● PROBLEM REQUIREMENTS
Pictures aside, can you reproduce the records word for word?

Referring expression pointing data
▬▬▬▬▬▬
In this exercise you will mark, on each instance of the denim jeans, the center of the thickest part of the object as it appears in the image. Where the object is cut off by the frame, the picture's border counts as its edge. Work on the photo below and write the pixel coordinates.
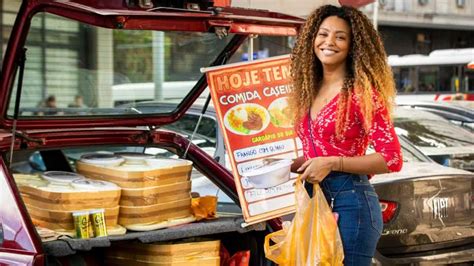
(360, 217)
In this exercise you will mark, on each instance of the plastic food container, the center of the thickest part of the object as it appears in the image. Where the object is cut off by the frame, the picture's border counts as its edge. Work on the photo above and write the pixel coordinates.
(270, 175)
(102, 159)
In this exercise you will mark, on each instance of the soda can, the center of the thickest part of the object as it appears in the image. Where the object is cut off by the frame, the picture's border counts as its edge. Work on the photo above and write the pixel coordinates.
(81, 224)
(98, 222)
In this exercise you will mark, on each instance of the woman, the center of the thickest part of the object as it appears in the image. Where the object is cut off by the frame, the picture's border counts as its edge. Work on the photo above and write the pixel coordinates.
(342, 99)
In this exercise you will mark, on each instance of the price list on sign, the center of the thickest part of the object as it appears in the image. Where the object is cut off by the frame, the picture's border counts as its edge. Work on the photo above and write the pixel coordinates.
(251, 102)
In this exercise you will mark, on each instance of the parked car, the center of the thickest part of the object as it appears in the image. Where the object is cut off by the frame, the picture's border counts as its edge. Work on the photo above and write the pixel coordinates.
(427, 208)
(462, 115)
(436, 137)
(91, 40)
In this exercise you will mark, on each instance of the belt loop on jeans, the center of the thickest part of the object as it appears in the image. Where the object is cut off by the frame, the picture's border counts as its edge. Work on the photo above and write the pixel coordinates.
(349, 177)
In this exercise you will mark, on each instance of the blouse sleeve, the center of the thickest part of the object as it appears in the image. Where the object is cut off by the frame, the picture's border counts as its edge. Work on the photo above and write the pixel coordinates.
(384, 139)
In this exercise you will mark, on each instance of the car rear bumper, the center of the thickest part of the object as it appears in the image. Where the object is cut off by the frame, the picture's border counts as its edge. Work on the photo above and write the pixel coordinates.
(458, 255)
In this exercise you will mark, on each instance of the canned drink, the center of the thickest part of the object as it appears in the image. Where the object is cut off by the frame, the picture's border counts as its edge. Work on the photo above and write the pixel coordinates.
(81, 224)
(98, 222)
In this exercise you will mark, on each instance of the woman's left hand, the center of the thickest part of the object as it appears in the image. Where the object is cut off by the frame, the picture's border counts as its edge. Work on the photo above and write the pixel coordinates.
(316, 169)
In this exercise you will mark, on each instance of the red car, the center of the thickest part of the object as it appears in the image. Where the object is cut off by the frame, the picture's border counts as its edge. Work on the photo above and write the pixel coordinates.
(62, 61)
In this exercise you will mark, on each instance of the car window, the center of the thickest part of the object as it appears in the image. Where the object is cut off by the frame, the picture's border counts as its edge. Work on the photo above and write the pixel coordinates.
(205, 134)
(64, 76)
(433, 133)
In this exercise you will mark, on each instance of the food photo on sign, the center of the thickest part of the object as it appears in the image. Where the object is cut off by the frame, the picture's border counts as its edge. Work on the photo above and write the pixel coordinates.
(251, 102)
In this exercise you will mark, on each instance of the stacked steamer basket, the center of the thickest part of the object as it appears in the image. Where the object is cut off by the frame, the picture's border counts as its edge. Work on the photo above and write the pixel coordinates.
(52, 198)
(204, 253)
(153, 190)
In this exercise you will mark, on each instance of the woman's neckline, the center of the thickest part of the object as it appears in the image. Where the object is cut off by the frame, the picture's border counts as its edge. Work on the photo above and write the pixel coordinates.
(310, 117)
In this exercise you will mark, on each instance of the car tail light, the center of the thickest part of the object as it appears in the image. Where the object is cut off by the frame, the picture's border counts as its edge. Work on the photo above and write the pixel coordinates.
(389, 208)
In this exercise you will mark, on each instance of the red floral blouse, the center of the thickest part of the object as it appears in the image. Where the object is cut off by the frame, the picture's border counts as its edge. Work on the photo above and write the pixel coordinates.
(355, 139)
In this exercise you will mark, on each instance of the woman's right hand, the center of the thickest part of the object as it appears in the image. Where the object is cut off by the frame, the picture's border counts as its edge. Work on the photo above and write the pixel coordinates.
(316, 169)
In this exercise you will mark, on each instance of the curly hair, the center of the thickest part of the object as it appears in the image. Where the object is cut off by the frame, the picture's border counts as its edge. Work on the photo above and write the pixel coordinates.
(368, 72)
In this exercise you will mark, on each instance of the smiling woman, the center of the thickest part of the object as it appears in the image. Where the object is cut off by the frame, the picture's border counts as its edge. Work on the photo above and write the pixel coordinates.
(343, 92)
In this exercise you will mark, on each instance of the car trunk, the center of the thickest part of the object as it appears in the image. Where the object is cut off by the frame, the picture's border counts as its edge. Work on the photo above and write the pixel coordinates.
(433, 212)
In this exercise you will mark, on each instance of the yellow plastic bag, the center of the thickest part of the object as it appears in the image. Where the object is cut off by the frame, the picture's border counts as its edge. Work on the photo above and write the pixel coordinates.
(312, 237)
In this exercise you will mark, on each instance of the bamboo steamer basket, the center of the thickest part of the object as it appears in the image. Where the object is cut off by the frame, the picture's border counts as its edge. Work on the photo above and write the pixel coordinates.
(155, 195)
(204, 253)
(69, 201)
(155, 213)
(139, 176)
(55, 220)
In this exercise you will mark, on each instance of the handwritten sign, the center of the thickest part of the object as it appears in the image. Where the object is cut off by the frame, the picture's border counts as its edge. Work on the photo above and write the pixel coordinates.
▬▬▬▬▬▬
● YOUR RESPONSE
In this exercise you will mark, on each instance of the denim jeans, the center of the thickest part of the object as it appears in the image. Where the object is cut off by the frame, the picture's border counts as its edge. Work on the photo below and write the pixel coordinates.
(360, 217)
In this exercise you will mark, on each instance of the plastic food container, the center of the thickest part of the object as it appears in the image. Where the object is cut off by the frame, the picture's border counts as its edge. Work on the photo above and write the pixel coordinates.
(270, 175)
(102, 159)
In this exercise you will mark, on each instance of the soda can, the center of the thickest part of the object as it appears in the image. Where the object is cut off by the frame, the picture's border counts as its edge. Work on the photo above and write the pixel coordinates.
(81, 224)
(98, 222)
In this exercise you will mark, on each instance of the woman, the center of the thickest part of the object as it appears in the image. Where the object is cut off by the frame, the picture's border counts as its edge. Work on the photo above and write the pixel coordinates.
(342, 99)
In this exercise you will mark, on each instance of the price list on sign, the center of the thickest part of the object as it appears in the image. Where the object is cut off by the frame, the picture's border counts as its edge. Work on the photo above and write the pixel coordinates.
(251, 102)
In this exercise you will mark, on each instance of the parked car, the center of the thickest part of the object as it appears in the image. Where the object is cut off by the frame, the picture's border counts as its edge. Work on the photo above and write the pixel coordinates.
(427, 208)
(462, 115)
(436, 137)
(91, 40)
In this exercise you will mark, on each instance of the belt loop on jeans, the center of the thickest part of the object as it appears in the image. Where the object is cut off by the frame, the picture's border counts as its edge. Work on the photo above and write the pixel coordinates.
(349, 177)
In this exercise you will mark, on each instance of the blouse sleeve, the center of the thickest part of the object as it appears in the image. Where the object is cut off by the frame, the picture's border counts as its edge. Work on the photo above and write the pixel coordinates.
(384, 139)
In this exercise you will mark, on each instance of the car rear bumper, the center of the thickest part of the object as it appears in the image. Where the object is cut off by the frame, the picture's border counts as its edge. Work on the photo above and write the pixel coordinates.
(458, 255)
In this exercise you will mark, on each instance of the canned drink, the center of the thickest part of the object as it appears in the image. Where the object is cut off by the frame, the picture's border counts as its edge. Work on the photo above and write the pixel coordinates.
(81, 224)
(98, 222)
In this exercise you will mark, on each instance of the woman's left hand, the center of the thickest part of the object as it appears in the image. Where the object is cut off by the frame, the picture's border counts as its edge. Work on the photo above and write the pixel coordinates.
(316, 169)
In this exercise you will mark, on each instance of the red car, the center of the thickest part of the object as it appears in the image. Where the object is cut off by the frame, the picture's border counts as its edge. Work on the photo above and write the pixel coordinates.
(62, 61)
In this exercise you will mark, on each instance of the car window, the center of the thickest part of the object as it appears in the image. Where the object is cut off by the frame, the picture's border counts as its edge. Work on the photo above and write the pixel coordinates.
(205, 134)
(64, 76)
(433, 133)
In this exercise you will mark, on each instance of the food photo on sign, the center of the thickest part of the object as it appears in the image. Where the object is cut off by the frame, the picture's border counts as its edge. Work on the photo above and write the pixel coordinates.
(251, 102)
In this exercise you will mark, on each instance of the stacked steamer basket, the center of the thickest part of the object as it appears in the image. Where the object is cut off by the frame, the picture's border counts as its edge. Work on the photo above and write the pixel coordinates.
(52, 198)
(204, 253)
(153, 190)
In this exercise you will mark, on each instance of the woman's neckline, the center of the thickest part of the object as it appears in the image. Where the object is cut off by the frame, the picture's border counts as its edge. Work on the photo above and write the pixel coordinates.
(310, 117)
In this exercise you will mark, on each instance of the car tail light, the center of the thickest part of the object as it appears in the image. Where the object is cut off by the frame, the picture's border counts as its edge. Work on the photo above and write the pixel coordinates.
(389, 208)
In this exercise you will mark, on each instance of the red floral blouse, the center of the thickest part of the object as it appears in the image. Where the object is cut off by the frame, the picture's border counts as its edge. Work on the photo above and write the pixel coordinates.
(355, 139)
In this exercise you will mark, on each instance of the woman's right hand, the center of the thickest part of the object as it appears in the image. Where the object is cut off by the frame, the picture's border counts as its edge. Work on the photo above and write the pixel coordinates.
(316, 169)
In this exercise you will mark, on each instance of the curly hair, the center of the thickest part of the object as it appears in the image. Where the object is cut off by the frame, the picture's border counts as its edge. Work on the photo above and write the pixel coordinates.
(368, 72)
In this exercise you will mark, on each instance of the smiling woman, the center of the thickest part of the object as it appears in the image. Where the object is cut off by the frame, the picture's border counts as its edge. Work on the photo above and write the pixel coordinates.
(343, 92)
In this exercise you will mark, on each instance of the car trunk, the center of the thickest part of the object as it appears in the image. Where the object is cut off by the frame, the picture's border counts as its edge. Work on the photo above and write the pixel coordinates.
(433, 212)
In this exercise you will mark, on each instance of the yellow plastic bag, the center of the thickest part of the object as it appears in the image. Where the object is cut off by the frame, the picture's border counts as its edge. Work on the photo above and write the pixel coordinates.
(312, 237)
In this exercise you will mark, on each instance of the bamboo steamer basket, the center of the thickest part of the object as it appears in the image. Where the object is cut off by the frame, the picture's border counts as its edge. Work on the photo above and write the pixel coordinates.
(155, 195)
(204, 253)
(69, 201)
(155, 213)
(139, 176)
(55, 220)
In this exercise you will mark, on each instance of the handwritten sign, the center of the thickest part of the object as it appears in the image. Where the object is cut off by the frame, the picture's border counts as its edge. Work on the photo above and write the pixel coordinates.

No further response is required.